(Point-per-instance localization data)
Content starts

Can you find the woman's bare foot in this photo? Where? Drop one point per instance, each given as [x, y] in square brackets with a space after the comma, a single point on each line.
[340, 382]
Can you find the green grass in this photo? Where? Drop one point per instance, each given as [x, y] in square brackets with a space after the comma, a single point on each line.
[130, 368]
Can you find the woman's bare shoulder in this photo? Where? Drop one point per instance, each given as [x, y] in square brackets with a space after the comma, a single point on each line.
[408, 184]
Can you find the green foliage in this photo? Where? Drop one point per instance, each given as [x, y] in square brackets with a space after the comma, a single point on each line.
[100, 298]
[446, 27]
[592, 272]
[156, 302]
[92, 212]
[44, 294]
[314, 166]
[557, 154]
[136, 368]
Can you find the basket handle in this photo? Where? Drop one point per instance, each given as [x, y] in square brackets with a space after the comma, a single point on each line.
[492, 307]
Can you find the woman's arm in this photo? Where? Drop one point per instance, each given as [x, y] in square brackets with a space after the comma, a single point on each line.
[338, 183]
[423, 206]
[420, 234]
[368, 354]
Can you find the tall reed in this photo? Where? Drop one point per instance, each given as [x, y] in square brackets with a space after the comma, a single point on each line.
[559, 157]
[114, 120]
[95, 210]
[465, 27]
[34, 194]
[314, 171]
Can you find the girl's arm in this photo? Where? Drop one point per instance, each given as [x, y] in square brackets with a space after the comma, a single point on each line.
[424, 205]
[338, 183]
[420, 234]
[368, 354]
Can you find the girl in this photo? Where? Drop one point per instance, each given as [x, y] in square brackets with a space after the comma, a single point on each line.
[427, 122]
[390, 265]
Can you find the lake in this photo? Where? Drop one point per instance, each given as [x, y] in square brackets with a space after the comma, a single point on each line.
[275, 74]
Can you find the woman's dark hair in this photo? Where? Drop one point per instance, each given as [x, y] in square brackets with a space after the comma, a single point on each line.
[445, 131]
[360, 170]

Content ends

*Required work*
Reproduce every record, making sure each one stays exactly the same.

*Answer section*
Can you find the woman's bare foot in this photo? Where? Drop one point per instance, each given as [x, y] in square brackets with a space after the comma, a single point on each line.
[340, 382]
Can you find the green grass in this photo? Where? Drop one point per instance, each given as [x, y] in square brackets with a space after the comma, a single point on each line.
[130, 368]
Can you find the woman's bare shoulder in this photo? Where? Drop one point per instance, each given as [x, y] in square brackets with a space after the comma, a single point on each line.
[408, 184]
Can you find the green foliage in this photo? Where? Drop one point per instance, each given as [x, y] in square brackets with a space after the comma, a single point on each line.
[100, 298]
[446, 27]
[592, 272]
[156, 302]
[92, 212]
[44, 294]
[314, 166]
[557, 154]
[136, 368]
Can you find the basket handle in this photo? Where? Drop one point per instance, each given as [x, y] in square brackets with a space after the comma, a single point on each line.
[492, 307]
Can you find the woman's arm in this photo? Where? Drop one point per instance, each given as [x, y] in square brackets with a space after the comma, a single point on each line.
[338, 183]
[423, 206]
[420, 234]
[368, 354]
Can you find the tall reed in this photo? Where? Drop one point per instance, each given as [x, y] in square brackets with a space after the comma, a single point on each line.
[559, 157]
[114, 120]
[95, 210]
[465, 27]
[34, 194]
[314, 171]
Can you find the girl's arm in this photo? Where? Drop one point per instance, each given as [x, y] in square brackets with a space after the comma, a single point on each line.
[424, 205]
[338, 183]
[420, 234]
[368, 354]
Can you find the girl in this photo? Where? Drop one point per instance, each given as [x, y] in square brackets with a space after the comma, a single point on each line.
[427, 122]
[390, 265]
Can you find the lake in this photo? Where? Drop one point per instance, each given as [x, y] in square brackets with a space after the comma, a single point on each line.
[275, 74]
Can you find the woman's dark hair in this photo? Where? Drop one point per instance, each given as [x, y] in square brackets with a space after the comma, a single point on each line.
[445, 131]
[360, 170]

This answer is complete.